Trecho fornecido —
++++++

A FAKE NEWS
DO MINISTRO MÁRCIO FRANÇA
(por Solange Galante)
A transferência de voos do Aeroporto Santos Dumont (SDU) para o Aeroporto Internacional do Rio de Janeiro, o Galeão (GIG), para "salvar" este último, continua dando o que falar.
Muito já se comentou, em diversos órgãos de imprensa, que o problema não está no "Galeão", nem no "Santos Dumont", o problema é macro, está é no Rio de Janeiro.
Mas algumas declarações do ministro que já foi governador-tampão de São Paulo e prefeito da mais antiga cidade do Brasil (São Vicente), bem como deputado federal e vereador, com mandatos questionáveis ou quase irrelevantes (segundo várias fontes), mostram ou que ele não entende nada de mercado de tráfego aéreo ou quer colocar em sua vitrine política uma sonhada salvação daquele que deveria ser o principal aeroporto fluminense, que não o é não por culpa do Aeroporto Santos Dumont mas por tudo aquilo que França quer varrer para debaixo do tapete, com a ajuda do prefeito do Rio de Janeiro.
O estudo ANÁLISE CIENTÍFICA DA SITUAÇÃO DOS AEROPORTOS GALEÃO E SANTOS DUMONT assinado por Marcus Quintella e Marcelo Sucena, ambos da Fundação Getúlio Vargas - Transportes aponta diversos motivos que levaram o Aeroporto Internacional do Rio de Janeiro a ser o pesadelo da administradora RioGaleão e vergonha do país.

++++++

Material extraído —
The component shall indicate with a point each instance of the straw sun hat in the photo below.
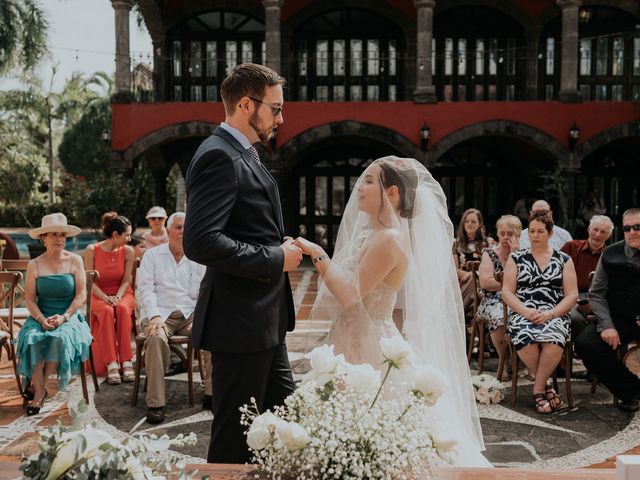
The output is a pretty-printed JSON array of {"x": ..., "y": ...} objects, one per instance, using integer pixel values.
[{"x": 54, "y": 222}]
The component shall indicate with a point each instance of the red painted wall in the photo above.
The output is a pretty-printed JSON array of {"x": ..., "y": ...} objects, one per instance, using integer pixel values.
[{"x": 131, "y": 122}]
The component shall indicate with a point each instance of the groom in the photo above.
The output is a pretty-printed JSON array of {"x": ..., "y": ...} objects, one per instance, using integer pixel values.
[{"x": 234, "y": 226}]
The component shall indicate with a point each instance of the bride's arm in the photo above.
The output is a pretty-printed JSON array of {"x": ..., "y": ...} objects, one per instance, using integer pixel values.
[{"x": 381, "y": 257}]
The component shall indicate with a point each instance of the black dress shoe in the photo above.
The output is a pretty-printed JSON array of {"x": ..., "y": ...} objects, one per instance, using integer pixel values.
[
  {"x": 175, "y": 369},
  {"x": 629, "y": 406},
  {"x": 155, "y": 415}
]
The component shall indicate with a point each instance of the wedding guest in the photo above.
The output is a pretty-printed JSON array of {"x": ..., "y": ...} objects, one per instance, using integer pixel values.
[
  {"x": 55, "y": 337},
  {"x": 156, "y": 217},
  {"x": 167, "y": 290},
  {"x": 585, "y": 255},
  {"x": 540, "y": 288},
  {"x": 614, "y": 297},
  {"x": 490, "y": 274},
  {"x": 560, "y": 235},
  {"x": 113, "y": 304},
  {"x": 470, "y": 242}
]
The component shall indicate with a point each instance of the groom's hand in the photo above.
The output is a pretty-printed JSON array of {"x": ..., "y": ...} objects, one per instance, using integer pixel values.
[{"x": 292, "y": 255}]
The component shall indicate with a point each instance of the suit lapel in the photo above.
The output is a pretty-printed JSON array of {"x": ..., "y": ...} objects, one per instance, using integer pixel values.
[{"x": 261, "y": 173}]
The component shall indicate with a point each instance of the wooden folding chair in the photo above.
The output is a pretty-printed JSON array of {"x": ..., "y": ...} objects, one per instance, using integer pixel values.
[
  {"x": 9, "y": 282},
  {"x": 91, "y": 276},
  {"x": 477, "y": 324}
]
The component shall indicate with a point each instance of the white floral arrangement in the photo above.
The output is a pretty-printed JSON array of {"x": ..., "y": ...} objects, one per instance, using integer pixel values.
[
  {"x": 339, "y": 425},
  {"x": 487, "y": 389},
  {"x": 83, "y": 452}
]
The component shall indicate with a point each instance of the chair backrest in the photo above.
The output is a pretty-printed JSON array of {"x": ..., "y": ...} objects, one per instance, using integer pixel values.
[
  {"x": 92, "y": 276},
  {"x": 9, "y": 281},
  {"x": 472, "y": 266}
]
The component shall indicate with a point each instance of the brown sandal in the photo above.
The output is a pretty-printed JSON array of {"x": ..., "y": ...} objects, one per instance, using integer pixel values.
[
  {"x": 555, "y": 402},
  {"x": 541, "y": 404}
]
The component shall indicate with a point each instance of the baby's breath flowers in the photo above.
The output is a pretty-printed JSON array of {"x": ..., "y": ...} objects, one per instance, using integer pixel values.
[{"x": 336, "y": 426}]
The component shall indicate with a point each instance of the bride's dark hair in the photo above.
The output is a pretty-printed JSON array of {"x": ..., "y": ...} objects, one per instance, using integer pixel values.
[{"x": 394, "y": 171}]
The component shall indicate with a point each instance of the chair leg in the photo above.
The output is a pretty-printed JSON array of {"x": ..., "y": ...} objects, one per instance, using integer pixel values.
[
  {"x": 514, "y": 376},
  {"x": 83, "y": 380},
  {"x": 192, "y": 400},
  {"x": 93, "y": 370},
  {"x": 480, "y": 323},
  {"x": 15, "y": 367},
  {"x": 568, "y": 366},
  {"x": 136, "y": 381}
]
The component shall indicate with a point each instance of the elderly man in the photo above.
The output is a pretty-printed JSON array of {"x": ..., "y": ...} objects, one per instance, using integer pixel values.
[
  {"x": 614, "y": 297},
  {"x": 585, "y": 255},
  {"x": 559, "y": 237},
  {"x": 167, "y": 290}
]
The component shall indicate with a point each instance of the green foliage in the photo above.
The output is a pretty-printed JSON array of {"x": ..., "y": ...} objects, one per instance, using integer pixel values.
[
  {"x": 82, "y": 150},
  {"x": 23, "y": 35}
]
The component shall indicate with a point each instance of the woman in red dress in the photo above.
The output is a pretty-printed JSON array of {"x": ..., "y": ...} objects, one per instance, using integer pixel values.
[{"x": 113, "y": 304}]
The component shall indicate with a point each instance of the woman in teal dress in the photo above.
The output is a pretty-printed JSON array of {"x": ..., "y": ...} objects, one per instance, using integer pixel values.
[{"x": 55, "y": 338}]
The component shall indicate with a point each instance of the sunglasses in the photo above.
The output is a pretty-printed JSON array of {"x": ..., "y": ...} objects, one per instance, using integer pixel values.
[{"x": 275, "y": 109}]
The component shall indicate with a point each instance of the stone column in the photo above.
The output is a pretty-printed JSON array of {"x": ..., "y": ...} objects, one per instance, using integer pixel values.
[
  {"x": 569, "y": 70},
  {"x": 425, "y": 91},
  {"x": 532, "y": 39},
  {"x": 123, "y": 60},
  {"x": 272, "y": 33}
]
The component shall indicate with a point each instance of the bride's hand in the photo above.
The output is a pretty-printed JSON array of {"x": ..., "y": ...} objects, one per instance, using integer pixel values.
[{"x": 307, "y": 247}]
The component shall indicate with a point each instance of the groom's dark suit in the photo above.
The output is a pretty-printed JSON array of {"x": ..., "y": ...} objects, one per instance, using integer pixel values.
[{"x": 245, "y": 307}]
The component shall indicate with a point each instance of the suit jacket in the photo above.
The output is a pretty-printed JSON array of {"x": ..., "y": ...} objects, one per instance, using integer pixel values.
[{"x": 234, "y": 226}]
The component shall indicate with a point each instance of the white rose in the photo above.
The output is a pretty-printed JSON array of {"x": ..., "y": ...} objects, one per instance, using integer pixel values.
[
  {"x": 428, "y": 382},
  {"x": 496, "y": 395},
  {"x": 362, "y": 377},
  {"x": 396, "y": 351},
  {"x": 260, "y": 432},
  {"x": 324, "y": 364},
  {"x": 482, "y": 395},
  {"x": 292, "y": 435}
]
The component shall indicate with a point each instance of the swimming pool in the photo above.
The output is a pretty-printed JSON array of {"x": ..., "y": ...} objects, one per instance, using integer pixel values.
[{"x": 74, "y": 244}]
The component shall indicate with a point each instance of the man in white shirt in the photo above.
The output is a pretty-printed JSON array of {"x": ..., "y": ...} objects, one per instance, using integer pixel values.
[
  {"x": 559, "y": 237},
  {"x": 167, "y": 287}
]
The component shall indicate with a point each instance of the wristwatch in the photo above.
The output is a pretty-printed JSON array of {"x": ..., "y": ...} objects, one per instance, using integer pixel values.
[{"x": 319, "y": 258}]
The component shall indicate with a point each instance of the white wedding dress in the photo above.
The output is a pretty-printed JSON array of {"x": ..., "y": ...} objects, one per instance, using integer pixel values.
[{"x": 428, "y": 307}]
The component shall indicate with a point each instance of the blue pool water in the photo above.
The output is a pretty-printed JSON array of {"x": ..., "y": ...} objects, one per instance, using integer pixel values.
[{"x": 74, "y": 244}]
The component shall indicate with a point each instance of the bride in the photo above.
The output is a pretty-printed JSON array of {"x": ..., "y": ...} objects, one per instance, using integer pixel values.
[{"x": 392, "y": 274}]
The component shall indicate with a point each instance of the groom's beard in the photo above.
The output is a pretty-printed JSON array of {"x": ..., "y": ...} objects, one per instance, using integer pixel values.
[{"x": 264, "y": 134}]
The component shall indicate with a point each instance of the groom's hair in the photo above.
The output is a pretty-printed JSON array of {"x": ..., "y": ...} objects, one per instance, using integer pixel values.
[
  {"x": 247, "y": 80},
  {"x": 396, "y": 172}
]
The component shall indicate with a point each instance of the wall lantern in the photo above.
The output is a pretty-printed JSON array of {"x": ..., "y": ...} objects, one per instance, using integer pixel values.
[
  {"x": 425, "y": 132},
  {"x": 574, "y": 136}
]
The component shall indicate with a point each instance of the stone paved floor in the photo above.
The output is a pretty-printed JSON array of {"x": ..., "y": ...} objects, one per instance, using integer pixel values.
[{"x": 592, "y": 433}]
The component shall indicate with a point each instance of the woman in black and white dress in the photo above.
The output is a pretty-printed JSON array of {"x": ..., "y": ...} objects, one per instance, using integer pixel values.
[{"x": 540, "y": 288}]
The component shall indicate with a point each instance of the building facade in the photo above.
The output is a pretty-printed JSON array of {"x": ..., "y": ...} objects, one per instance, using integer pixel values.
[{"x": 498, "y": 98}]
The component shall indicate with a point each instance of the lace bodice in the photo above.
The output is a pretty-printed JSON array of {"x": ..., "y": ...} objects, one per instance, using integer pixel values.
[{"x": 380, "y": 302}]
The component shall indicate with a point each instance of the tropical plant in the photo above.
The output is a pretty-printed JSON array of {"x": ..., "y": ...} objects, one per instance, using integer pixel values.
[{"x": 23, "y": 35}]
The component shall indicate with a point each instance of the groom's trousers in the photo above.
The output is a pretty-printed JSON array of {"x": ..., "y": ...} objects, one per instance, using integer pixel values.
[{"x": 236, "y": 377}]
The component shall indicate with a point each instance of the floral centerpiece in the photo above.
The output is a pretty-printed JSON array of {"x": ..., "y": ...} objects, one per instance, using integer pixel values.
[
  {"x": 82, "y": 451},
  {"x": 344, "y": 423},
  {"x": 487, "y": 389}
]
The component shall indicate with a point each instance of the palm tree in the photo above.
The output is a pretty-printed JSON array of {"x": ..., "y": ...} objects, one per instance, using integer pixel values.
[
  {"x": 23, "y": 34},
  {"x": 44, "y": 113}
]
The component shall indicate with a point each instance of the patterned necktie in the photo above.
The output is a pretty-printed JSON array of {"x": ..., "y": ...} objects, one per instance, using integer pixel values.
[{"x": 254, "y": 153}]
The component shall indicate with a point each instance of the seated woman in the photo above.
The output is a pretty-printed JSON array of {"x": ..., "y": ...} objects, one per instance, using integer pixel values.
[
  {"x": 113, "y": 303},
  {"x": 470, "y": 242},
  {"x": 55, "y": 338},
  {"x": 540, "y": 288},
  {"x": 490, "y": 274}
]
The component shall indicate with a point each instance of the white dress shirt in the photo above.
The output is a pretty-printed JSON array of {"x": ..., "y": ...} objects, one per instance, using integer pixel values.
[
  {"x": 560, "y": 237},
  {"x": 164, "y": 286}
]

++++++

O que fazer —
Transcreva por inteiro, sem mudar nada, o texto sobre a transferência de voos do Santos Dumont para o Galeão.

Resultado —
A FAKE NEWS
DO MINISTRO MÁRCIO FRANÇA
(por Solange Galante)
A transferência de voos do Aeroporto Santos Dumont (SDU) para o Aeroporto Internacional do Rio de Janeiro, o Galeão (GIG), para "salvar" este último, continua dando o que falar.
Muito já se comentou, em diversos órgãos de imprensa, que o problema não está no "Galeão", nem no "Santos Dumont", o problema é macro, está é no Rio de Janeiro.
Mas algumas declarações do ministro que já foi governador-tampão de São Paulo e prefeito da mais antiga cidade do Brasil (São Vicente), bem como deputado federal e vereador, com mandatos questionáveis ou quase irrelevantes (segundo várias fontes), mostram ou que ele não entende nada de mercado de tráfego aéreo ou quer colocar em sua vitrine política uma sonhada salvação daquele que deveria ser o principal aeroporto fluminense, que não o é não por culpa do Aeroporto Santos Dumont mas por tudo aquilo que França quer varrer para debaixo do tapete, com a ajuda do prefeito do Rio de Janeiro.
O estudo ANÁLISE CIENTÍFICA DA SITUAÇÃO DOS AEROPORTOS GALEÃO E SANTOS DUMONT assinado por Marcus Quintella e Marcelo Sucena, ambos da Fundação Getúlio Vargas - Transportes aponta diversos motivos que levaram o Aeroporto Internacional do Rio de Janeiro a ser o pesadelo da administradora RioGaleão e vergonha do país.